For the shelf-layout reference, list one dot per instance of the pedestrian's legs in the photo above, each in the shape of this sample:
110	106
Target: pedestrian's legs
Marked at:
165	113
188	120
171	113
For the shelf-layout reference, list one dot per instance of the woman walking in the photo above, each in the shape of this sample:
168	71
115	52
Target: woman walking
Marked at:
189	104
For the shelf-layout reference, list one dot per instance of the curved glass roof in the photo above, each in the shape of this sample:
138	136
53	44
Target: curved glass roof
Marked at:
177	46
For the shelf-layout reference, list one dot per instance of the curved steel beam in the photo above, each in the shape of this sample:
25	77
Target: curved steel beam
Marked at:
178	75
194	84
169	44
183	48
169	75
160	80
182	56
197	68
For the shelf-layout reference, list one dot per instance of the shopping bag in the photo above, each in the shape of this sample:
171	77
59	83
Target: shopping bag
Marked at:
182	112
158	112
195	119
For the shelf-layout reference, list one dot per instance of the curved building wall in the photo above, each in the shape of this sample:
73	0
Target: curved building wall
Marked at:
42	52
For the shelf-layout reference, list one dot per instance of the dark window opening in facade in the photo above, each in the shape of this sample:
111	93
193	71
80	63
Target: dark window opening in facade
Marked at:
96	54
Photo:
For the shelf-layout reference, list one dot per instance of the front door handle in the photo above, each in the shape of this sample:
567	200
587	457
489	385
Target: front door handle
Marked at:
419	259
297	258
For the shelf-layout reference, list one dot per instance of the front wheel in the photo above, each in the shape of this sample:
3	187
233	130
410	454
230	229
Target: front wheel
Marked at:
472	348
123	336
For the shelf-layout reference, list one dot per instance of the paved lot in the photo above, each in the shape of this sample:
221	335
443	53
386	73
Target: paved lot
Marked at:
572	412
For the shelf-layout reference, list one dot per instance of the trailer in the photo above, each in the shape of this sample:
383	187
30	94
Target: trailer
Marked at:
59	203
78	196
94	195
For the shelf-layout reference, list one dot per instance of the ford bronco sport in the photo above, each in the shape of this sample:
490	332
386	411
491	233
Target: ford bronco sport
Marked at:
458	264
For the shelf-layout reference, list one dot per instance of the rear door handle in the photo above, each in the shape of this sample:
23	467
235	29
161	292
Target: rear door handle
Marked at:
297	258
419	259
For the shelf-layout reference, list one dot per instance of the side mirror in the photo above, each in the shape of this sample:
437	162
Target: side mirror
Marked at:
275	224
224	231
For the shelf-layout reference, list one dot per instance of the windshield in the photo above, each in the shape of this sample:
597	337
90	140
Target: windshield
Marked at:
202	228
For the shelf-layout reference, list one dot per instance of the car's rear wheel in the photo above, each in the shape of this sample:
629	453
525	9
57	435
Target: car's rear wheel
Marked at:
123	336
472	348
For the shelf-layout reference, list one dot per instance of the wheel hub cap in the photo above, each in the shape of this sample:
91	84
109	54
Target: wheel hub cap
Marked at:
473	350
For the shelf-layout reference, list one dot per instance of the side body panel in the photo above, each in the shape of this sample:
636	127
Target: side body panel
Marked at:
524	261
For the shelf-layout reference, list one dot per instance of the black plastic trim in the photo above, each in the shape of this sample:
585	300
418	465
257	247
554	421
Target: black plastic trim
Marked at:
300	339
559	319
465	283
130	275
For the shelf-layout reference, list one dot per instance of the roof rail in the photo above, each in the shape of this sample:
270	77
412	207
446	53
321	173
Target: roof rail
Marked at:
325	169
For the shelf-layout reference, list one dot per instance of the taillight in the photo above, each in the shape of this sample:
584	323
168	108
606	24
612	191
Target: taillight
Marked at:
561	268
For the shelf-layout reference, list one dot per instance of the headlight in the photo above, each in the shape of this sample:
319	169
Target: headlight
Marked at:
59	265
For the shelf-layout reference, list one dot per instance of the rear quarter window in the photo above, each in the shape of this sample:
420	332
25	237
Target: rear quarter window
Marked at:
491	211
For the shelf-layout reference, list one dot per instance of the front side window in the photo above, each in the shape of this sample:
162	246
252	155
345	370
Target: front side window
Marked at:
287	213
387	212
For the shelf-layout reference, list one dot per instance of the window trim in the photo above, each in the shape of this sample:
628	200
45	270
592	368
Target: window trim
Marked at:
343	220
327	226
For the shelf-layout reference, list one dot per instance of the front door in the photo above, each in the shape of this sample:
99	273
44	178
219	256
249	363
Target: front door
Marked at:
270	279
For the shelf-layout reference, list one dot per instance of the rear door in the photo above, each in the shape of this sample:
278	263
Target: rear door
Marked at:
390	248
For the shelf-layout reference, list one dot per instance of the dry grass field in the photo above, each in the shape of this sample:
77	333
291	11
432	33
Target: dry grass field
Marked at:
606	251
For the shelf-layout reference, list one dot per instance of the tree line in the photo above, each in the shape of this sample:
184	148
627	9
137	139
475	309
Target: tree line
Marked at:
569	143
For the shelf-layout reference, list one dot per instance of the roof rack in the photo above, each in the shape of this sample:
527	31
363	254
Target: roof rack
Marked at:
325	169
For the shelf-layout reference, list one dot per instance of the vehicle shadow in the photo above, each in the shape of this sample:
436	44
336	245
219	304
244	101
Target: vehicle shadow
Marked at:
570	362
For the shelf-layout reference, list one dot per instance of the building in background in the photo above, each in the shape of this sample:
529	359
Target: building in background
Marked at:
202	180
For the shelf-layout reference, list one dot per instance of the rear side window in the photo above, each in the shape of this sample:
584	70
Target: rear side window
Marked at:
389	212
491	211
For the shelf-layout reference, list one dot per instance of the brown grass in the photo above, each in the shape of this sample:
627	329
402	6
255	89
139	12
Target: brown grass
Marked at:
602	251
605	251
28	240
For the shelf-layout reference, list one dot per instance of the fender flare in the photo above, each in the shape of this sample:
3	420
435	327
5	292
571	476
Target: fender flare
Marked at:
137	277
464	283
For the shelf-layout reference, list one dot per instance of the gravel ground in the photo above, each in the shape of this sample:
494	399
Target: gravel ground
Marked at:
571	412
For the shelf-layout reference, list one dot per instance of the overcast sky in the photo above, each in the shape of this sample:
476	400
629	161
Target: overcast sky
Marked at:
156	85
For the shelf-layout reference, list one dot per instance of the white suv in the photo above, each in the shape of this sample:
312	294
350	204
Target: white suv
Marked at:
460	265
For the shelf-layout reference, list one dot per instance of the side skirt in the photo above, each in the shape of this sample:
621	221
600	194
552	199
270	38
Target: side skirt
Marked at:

================================

* [Aim]
Reproduce the listing above in full, substituting "store-planning reference" for every occurrence of "shelf-layout reference" and leaving everything else unaltered.

* [Result for this exercise]
For the store-planning reference, list one dot per instance of the pedestrian's legs in the photo above, each in the shape of this sample:
110	106
Target: pedestrian's legs
Marked at:
165	113
188	120
171	113
For the store-planning reference, list one dot per instance of the woman walking in the photo above, each in the shape of this sample:
168	71
115	52
Target: woman walking
Marked at:
189	104
For the store-planning reference, list one dot per instance of the curved glass roof in the photo above, each in the shape of this sample:
138	136
53	44
Target: curved glass roof
Marked at:
177	46
For the store-planning reference, list one dot per instance of the curved steel beam in the photo above, each in the shape of this sample:
25	77
Target: curved steel beam
Marked at:
178	75
194	84
169	44
183	48
169	75
160	80
182	56
197	68
For the store-planning reference, list one dot per instance of the shopping bag in the photo above, each in the shape of this sample:
171	77
59	83
Target: shopping bag
Marked at:
182	112
158	112
195	119
For the store-planning reference, list one dot per instance of the curved building wall in the photo above, each in the shape of this sample:
73	0
Target: curved building wall
Marked at:
42	52
For the store-planning reference, list one dot per instance of the dark window opening in facade in the photo above, each in the shape of this sample:
111	93
193	71
80	63
Target: dark window opening in facade
Marked at:
96	54
Photo:
For the store-planning reference, list one dot per instance of the front door handle in the photo above, each in the shape of this sample:
567	200
587	457
489	385
Target: front door handle
Marked at:
419	259
297	258
For the store-planning reference, list one dot per instance of the front wheel in the photo above, each in the shape of this sample:
3	187
233	130
410	454
230	229
Target: front wheel
Marked at:
472	348
123	336
For the store-planning reference, list one dot per instance of the paved lot in the photo above, each in the shape of this sample:
221	335
443	53
386	73
Target: paved lot
Marked at:
572	412
For the store-planning reference, list one dot per instance of the trailer in the photo above, each in the shape of this sample:
383	187
30	94
Target: trailer
Marked at:
59	203
78	196
94	195
For the store-planning reference, list one dot per instance of the ford bronco sport in the photo above, each in the shape of this sample:
490	332
386	411
491	233
Target: ford bronco sport
Marked at:
458	264
For the store-planning reference, list one dot per instance of the rear door handle in the photo above, each in the shape of this sample:
23	467
235	29
161	292
Target: rear door handle
Marked at:
297	258
419	259
For the store-planning reference, list one dot per instance of the side mirror in the photo above, each in the shape of this sample:
437	162
Target: side mirror
Marked at:
275	224
224	231
For the store-planning reference, list one dot per instance of the windshield in the photo above, each in the shape of this sample:
597	337
90	140
Target: windshield
Marked at:
202	228
For the store-planning reference, list one dot per instance of the car's rear wheel in the photo above, each in the shape of this sample:
629	453
525	9
57	435
Target: car's rear wheel
Marked at:
123	336
472	348
For the store-planning reference, list one dot per instance of the wheel hub cap in the photo above, each in the shape of this sample:
91	84
109	54
Target: wheel hub cap
Marked at:
473	350
For the store-planning reference, list one dot per instance of the side body panel in the photo above, each in the shape of this sample:
636	127
Target: side body panel
Marked at:
524	261
For the store-planning reference, list one dot per instance of the black plastic trim in the photo above, each in the shape of this sample:
585	300
418	465
257	247
554	421
Target: black plastic trim
Marked at:
300	339
559	319
465	283
130	275
For the store-planning reference, list one dot per instance of the roof rail in the photo above, each in the shape of this sample:
270	77
412	207
446	53
321	173
Target: roof rail
Marked at:
325	169
For the store-planning reference, list one dot per instance of the taillight in the photo above, each in the shape of this sample:
584	323
168	108
606	24
612	191
Target: taillight
Marked at:
561	268
For the store-planning reference, list one dot per instance of the headlight in the photo above, each in the shape of this sample:
319	169
Target: headlight
Marked at:
59	265
For the store-planning reference, list one dot per instance of the rear quarter window in the photo above, each in the shape of this sample:
420	332
25	237
Target: rear quarter window
Marked at:
491	211
For the store-planning reference, list one dot per instance of the front side window in the photo above, each in the shape of this sample:
162	246
252	155
345	370
Target: front side window
Marked at:
287	213
387	212
For the store-planning reference, list one dot per instance of the window trim in the photo above, each in the shape of this sample:
628	200
45	270
592	368
Target: window trim
Marked at:
343	220
327	226
For the store-planning reference, list one dot per instance of the front door in the photo above, each in the shape of this sample:
99	273
44	178
219	256
249	363
Target: front door
Marked at:
270	279
For the store-planning reference, list one dot per instance of the rear door in the photo above, each in the shape of this sample:
278	263
Target: rear door
Marked at:
390	248
For the store-planning reference, list one dot per instance of the dry grass field in the photo above, each in the shape of this sample:
77	333
291	11
432	33
Target: dry grass field
Marked at:
606	251
For the store-planning reference, list one dot per instance of the tree line in the photo above, each in the shape of this sample:
184	148
627	9
137	139
475	309
Target: tree line
Marked at:
569	143
For the store-planning reference, list one dot per instance of the roof rack in the photo above, each in the shape of this sample:
527	31
363	254
Target: roof rack
Marked at:
325	169
For the store-planning reference, list one dot per instance of the vehicle shadow in the photo above, each in the shape of this sample:
436	44
336	245
219	304
244	101
Target: vehicle shadow
Marked at:
570	362
For the store-planning reference, list one dot per instance of the building in background in the photo above, each in the shape of this sample:
529	359
Target: building in background
Marked at:
202	180
For the store-planning reference, list one dot per instance of the rear side window in the photo above, each in the shape of this sample:
584	70
Target: rear side window
Marked at:
389	212
491	211
For the store-planning reference, list one dot per instance of the brown grass in the photo above, each in the shape of this sample:
627	329
402	6
255	89
139	12
Target: brown grass
Marked at:
602	251
605	251
28	240
For the store-planning reference, list one dot per instance of the fender flare in the photo above, each in the shape of this sample:
3	420
435	327
5	292
571	476
Target: fender flare
Marked at:
137	277
464	283
For the store-planning reference, list one dot per instance of the gravel ground in the photo above, each in the shape of this sample:
494	399
Target: gravel ground
Marked at:
571	412
For the store-planning reference, list one dot per instance of the overcast sky in the photo above, each in the shape of this sample:
476	400
629	161
Target: overcast sky
Marked at:
156	85
For the store-planning reference, list one dot per instance of the white suv in the photo above, each in the shape of this sample:
312	294
350	204
Target: white suv
Marked at:
460	265
For the store-planning reference, list one dot per instance of the side skirt in the photo above, each in the shape of this sample:
621	221
600	194
552	199
270	38
Target: side skirt
Marked at:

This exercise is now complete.